## Provided passage
+ + + + + + +

Despite the lawsuits and other problems, SMS continued to post profits throughout the late 1980s and to position itself for long-term growth. The company’s performance during the early 1990s, in fact, belied claims that it was headed for a fall. Shared Medical’s net income dropped to a several-year low of $22.6 million in 1990, but that figure rose to $25 million in 1991 as sales grew 9 percent to a record $438 million. SMS’s stock price also began to recover, reflecting increased confidence on the part of investors in the company’s potential. Sales surged again in 1992 before topping out in 1993 at more than $500 million. Earnings climbed back to a healthy $31 million.

+ + + + + + +

## Raw data
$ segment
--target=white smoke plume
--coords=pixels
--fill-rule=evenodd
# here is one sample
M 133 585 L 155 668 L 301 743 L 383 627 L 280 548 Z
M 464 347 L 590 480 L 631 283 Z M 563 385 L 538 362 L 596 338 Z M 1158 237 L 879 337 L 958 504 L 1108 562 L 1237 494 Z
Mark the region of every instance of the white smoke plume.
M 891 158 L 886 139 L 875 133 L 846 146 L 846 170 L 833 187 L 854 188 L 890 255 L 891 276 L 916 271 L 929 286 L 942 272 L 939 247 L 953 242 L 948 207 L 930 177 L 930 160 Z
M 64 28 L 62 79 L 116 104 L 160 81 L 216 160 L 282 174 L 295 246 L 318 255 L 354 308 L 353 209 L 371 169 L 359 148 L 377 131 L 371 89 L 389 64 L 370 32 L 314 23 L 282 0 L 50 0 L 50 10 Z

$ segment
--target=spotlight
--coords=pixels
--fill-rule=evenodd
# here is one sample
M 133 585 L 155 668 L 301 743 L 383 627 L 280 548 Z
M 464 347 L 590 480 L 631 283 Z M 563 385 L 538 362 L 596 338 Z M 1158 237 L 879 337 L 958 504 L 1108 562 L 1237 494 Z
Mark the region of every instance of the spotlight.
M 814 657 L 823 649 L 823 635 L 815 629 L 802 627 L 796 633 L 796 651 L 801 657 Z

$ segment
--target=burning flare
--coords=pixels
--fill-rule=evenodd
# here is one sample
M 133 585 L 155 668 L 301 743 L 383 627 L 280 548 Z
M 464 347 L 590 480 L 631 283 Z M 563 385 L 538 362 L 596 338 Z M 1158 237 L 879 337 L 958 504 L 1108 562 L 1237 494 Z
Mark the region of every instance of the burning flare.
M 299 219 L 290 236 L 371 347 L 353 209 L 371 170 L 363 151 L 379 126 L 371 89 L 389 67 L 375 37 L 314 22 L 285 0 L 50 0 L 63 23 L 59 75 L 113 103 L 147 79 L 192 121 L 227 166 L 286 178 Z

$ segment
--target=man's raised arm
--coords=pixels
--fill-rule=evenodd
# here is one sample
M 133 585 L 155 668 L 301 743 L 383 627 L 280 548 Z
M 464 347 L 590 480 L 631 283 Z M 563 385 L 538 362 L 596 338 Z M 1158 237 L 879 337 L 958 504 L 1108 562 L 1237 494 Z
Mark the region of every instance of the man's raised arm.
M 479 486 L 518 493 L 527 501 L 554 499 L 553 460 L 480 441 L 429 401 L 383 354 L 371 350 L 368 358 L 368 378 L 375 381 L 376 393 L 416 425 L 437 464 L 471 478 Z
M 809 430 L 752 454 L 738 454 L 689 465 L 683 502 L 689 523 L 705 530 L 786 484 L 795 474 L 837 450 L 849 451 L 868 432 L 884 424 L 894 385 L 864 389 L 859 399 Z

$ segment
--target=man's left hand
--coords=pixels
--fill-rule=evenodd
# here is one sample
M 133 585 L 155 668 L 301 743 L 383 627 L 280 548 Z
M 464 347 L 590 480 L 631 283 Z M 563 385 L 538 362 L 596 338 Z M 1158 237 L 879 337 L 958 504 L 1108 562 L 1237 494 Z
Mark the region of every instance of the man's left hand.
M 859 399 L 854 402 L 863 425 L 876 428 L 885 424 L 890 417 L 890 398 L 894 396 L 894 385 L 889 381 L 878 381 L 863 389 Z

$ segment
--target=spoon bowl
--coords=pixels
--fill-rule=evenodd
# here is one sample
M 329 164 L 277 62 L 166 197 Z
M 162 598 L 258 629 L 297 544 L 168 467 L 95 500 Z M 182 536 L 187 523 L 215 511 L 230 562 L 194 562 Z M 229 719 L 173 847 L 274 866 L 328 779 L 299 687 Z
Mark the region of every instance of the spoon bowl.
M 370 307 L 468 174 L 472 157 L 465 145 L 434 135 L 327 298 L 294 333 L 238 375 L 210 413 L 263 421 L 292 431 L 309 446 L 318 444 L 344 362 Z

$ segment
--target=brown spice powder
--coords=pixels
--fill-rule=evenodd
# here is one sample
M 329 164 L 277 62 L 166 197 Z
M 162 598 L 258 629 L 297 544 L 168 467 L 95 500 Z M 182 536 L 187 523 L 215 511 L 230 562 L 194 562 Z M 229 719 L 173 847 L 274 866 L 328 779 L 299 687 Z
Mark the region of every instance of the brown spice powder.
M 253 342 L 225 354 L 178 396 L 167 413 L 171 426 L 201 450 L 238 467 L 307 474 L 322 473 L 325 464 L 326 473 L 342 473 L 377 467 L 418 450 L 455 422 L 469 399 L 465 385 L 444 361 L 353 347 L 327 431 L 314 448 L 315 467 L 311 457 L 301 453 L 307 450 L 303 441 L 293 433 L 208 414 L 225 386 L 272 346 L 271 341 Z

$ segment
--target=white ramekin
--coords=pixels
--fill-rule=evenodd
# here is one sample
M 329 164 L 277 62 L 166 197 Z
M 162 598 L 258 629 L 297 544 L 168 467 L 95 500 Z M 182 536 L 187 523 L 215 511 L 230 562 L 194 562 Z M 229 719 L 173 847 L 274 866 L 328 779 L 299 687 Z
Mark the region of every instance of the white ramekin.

+ + + + + + +

## Task prompt
Reproduce, word for word, the passage on SMS's earnings and sales in the late 1980s and early 1990s.

## Answer for the task
Despite the lawsuits and other problems, SMS continued to post profits throughout the late 1980s and to position itself for long-term growth. The company’s performance during the early 1990s, in fact, belied claims that it was headed for a fall. Shared Medical’s net income dropped to a several-year low of $22.6 million in 1990, but that figure rose to $25 million in 1991 as sales grew 9 percent to a record $438 million. SMS’s stock price also began to recover, reflecting increased confidence on the part of investors in the company’s potential. Sales surged again in 1992 before topping out in 1993 at more than $500 million. Earnings climbed back to a healthy $31 million.